Goal:
Take the material below and retype it in full; pictures are left out.

(Object location annotation data)

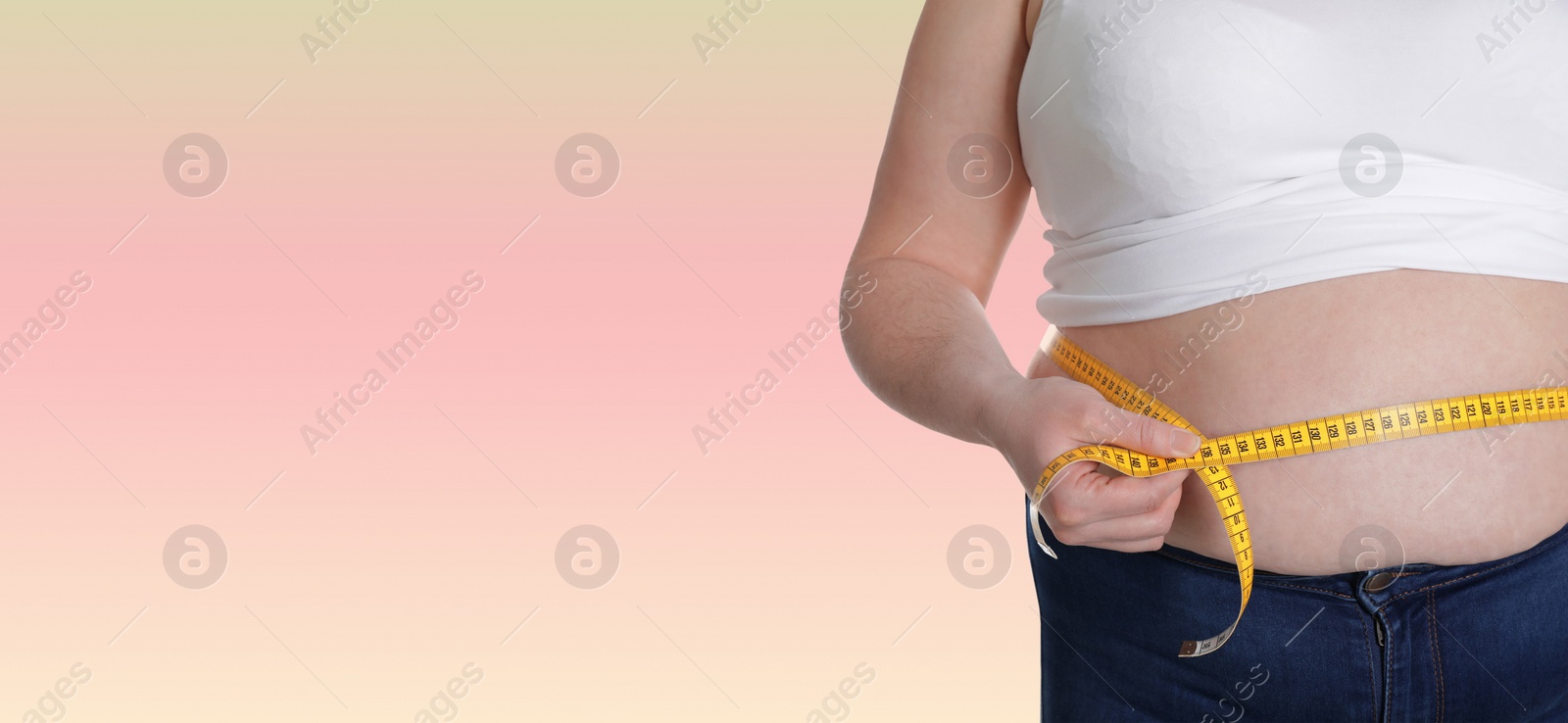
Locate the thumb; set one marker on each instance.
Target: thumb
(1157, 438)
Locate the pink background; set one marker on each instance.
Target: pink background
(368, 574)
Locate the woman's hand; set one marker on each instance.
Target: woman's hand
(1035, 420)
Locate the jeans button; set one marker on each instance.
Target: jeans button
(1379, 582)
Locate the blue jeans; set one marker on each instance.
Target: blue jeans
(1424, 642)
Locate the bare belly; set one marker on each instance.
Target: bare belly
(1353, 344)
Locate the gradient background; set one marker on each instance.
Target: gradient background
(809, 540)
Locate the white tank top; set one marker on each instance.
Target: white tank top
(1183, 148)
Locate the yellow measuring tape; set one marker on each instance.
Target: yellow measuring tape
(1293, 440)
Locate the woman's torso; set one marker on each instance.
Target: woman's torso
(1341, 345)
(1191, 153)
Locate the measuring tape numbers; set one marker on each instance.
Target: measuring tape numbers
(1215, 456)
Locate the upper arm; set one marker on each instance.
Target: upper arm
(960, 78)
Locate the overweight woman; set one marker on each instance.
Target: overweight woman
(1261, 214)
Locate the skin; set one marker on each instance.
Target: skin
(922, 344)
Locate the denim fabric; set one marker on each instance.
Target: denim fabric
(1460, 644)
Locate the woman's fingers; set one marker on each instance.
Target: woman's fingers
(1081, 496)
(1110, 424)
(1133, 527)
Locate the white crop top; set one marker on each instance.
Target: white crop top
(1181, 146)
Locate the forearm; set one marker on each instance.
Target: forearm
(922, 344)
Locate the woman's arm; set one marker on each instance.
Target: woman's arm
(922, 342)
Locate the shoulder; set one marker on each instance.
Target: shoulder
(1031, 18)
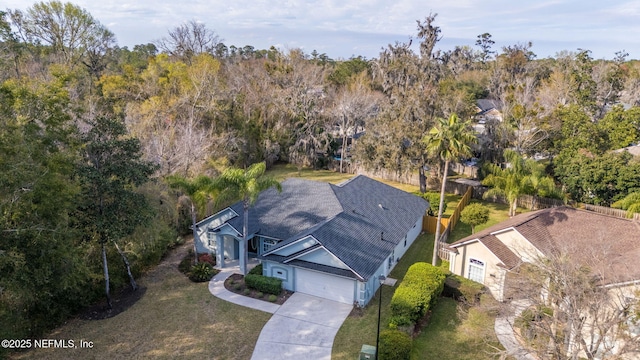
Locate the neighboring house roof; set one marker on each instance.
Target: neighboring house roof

Problem solution:
Locate the thumb; set one marker on each instance.
Target: thumb
(1157, 438)
Locate the pink background; set one marker on each instance.
Target: pink background
(368, 574)
Locate the woman's hand; set one marker on each instance.
Target: woman's hand
(1035, 420)
Locate the jeans button; set one marker on each instance.
Target: jeans button
(1379, 582)
Locate the blue jeans; set one marker on each instance.
Target: blue jeans
(1424, 642)
Locate the bare belly; set one marker on each instance.
Target: bare belly
(1353, 344)
Locate the gradient background; set one marker on each instance.
Target: gradient background
(809, 540)
Locate the white tank top; set one marker on each instance.
Target: white tank top
(1183, 148)
Locate the yellow measuring tape; set one marker on each instance.
Target: yellow measuring tape
(1293, 440)
Locate the woman's torso; set one marker on each instance.
Target: woman's torso
(1341, 345)
(1191, 153)
Locate the measuring tape numbers; set one marker on each instance.
Target: measuring tape numbers
(1215, 456)
Locate the upper arm; set one marker on each instance.
Target: upper arm
(960, 78)
Locate the overweight woman; set one marker on each instance.
Target: overweight woman
(1261, 214)
Locate the skin; set one marker on each instance.
Target: skin
(922, 344)
Locate the denim fabric; set one marker on each instance.
Target: denim fabric
(1460, 644)
Locate the woman's fingers; set one marker on each instance.
Target: woman's fingers
(1081, 496)
(1110, 424)
(1133, 527)
Locate the white crop top; set one marker on each instance.
Target: white crop top
(1181, 146)
Locate the forearm; set one marker on each instance.
Target: forearm
(922, 344)
Locate the woman's arm; set one marker on each instance.
Target: woman's arm
(922, 342)
Locate the shoulder; set one marker on each instance.
Target: shoulder
(1031, 18)
Locate the neighboring house roof; set one marker on each instance.
Target: neighboring house roof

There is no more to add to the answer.